Scan the data for "shirt" and copy each matching line.

Dataset entries:
▽
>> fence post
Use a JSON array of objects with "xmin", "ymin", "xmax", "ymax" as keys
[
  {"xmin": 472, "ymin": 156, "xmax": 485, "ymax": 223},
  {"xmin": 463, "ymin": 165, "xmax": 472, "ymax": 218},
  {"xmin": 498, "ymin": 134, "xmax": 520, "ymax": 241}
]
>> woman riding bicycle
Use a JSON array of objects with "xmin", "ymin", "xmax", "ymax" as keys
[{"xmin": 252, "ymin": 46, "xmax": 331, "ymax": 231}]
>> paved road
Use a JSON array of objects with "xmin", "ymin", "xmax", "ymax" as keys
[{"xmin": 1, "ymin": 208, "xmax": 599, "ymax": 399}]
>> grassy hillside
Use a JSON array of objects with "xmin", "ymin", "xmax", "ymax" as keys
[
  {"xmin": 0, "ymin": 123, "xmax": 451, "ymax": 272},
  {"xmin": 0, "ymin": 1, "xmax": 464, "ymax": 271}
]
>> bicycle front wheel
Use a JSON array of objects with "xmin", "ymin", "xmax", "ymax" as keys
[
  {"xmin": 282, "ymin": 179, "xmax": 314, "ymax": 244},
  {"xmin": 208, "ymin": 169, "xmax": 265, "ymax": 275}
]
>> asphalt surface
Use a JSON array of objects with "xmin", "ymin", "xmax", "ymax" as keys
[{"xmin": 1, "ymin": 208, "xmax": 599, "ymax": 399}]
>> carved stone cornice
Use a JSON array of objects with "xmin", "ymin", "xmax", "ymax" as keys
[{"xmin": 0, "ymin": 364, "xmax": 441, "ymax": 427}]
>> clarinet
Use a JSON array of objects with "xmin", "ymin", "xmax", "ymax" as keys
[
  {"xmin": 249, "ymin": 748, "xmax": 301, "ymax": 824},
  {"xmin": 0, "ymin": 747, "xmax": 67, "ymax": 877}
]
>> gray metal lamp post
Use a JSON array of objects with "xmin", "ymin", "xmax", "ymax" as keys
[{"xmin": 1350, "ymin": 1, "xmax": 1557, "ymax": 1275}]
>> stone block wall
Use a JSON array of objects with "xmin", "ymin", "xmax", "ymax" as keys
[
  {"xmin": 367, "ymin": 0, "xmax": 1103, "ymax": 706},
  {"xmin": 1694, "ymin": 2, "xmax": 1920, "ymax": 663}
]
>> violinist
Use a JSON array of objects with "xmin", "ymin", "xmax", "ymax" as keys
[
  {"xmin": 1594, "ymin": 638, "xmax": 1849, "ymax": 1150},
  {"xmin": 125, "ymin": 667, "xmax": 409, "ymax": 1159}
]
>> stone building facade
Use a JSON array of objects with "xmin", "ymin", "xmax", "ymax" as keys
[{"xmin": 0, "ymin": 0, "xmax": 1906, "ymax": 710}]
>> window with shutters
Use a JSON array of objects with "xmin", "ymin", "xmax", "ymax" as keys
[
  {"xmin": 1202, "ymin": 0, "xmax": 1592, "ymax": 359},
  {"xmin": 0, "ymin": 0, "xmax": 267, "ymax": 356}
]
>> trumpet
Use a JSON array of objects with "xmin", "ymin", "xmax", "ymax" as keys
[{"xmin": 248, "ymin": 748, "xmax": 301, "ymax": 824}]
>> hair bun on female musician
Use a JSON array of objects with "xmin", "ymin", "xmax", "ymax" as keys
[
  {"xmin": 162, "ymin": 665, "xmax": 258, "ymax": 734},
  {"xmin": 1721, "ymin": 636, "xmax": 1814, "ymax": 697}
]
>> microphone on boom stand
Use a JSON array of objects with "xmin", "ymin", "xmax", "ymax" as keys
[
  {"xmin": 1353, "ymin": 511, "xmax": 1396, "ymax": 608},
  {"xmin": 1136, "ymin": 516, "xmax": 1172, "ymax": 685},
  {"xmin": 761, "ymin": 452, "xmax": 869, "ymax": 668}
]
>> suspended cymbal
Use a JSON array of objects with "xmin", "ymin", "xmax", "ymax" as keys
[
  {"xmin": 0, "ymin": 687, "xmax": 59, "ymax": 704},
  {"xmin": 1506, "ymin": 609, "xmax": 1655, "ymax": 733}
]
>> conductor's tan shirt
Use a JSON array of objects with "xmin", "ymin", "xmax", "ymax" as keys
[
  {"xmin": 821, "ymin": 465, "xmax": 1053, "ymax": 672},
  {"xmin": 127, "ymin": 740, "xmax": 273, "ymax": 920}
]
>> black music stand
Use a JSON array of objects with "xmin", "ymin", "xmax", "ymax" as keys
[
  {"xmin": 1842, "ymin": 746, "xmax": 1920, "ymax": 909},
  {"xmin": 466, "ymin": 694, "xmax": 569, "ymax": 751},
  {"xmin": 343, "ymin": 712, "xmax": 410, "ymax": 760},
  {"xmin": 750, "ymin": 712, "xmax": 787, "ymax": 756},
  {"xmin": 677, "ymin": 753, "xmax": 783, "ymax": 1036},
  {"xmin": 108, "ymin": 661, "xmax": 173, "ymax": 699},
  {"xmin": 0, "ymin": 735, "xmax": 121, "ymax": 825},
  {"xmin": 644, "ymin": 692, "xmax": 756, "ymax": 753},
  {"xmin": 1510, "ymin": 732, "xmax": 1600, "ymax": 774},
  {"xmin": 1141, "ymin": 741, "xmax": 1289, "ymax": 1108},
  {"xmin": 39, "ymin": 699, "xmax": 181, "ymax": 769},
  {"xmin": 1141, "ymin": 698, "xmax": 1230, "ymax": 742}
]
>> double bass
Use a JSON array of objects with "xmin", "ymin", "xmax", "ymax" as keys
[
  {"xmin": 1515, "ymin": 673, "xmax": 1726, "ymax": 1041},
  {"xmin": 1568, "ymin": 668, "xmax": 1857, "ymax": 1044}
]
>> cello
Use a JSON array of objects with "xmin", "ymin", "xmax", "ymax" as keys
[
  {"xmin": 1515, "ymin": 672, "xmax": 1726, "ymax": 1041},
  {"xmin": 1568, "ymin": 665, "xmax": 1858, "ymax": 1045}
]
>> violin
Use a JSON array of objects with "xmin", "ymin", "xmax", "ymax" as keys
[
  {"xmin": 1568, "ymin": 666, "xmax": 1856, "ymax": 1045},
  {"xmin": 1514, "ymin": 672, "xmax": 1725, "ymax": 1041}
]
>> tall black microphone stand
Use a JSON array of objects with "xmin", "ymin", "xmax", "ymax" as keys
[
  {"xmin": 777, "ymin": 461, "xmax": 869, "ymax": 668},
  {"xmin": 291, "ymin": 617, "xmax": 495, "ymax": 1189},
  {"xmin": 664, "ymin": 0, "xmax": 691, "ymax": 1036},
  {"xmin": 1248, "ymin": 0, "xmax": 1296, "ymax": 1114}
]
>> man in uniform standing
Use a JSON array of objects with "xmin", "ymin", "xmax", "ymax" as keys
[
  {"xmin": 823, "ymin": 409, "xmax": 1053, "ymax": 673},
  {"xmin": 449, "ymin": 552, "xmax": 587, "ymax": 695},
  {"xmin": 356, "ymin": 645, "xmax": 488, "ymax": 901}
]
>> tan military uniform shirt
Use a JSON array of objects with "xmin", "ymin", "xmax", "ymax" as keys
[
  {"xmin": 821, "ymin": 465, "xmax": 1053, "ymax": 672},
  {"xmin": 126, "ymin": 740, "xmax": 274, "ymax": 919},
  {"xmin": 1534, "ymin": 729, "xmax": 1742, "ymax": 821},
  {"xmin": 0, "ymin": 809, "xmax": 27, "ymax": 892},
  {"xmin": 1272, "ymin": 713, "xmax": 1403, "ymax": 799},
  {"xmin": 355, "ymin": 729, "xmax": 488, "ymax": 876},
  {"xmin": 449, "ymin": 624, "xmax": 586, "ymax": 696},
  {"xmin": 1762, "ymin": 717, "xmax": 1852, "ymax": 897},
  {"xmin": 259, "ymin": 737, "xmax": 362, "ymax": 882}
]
△
→ Response to the exercise:
>> conductor's tan shirt
>> tan military uniform shirt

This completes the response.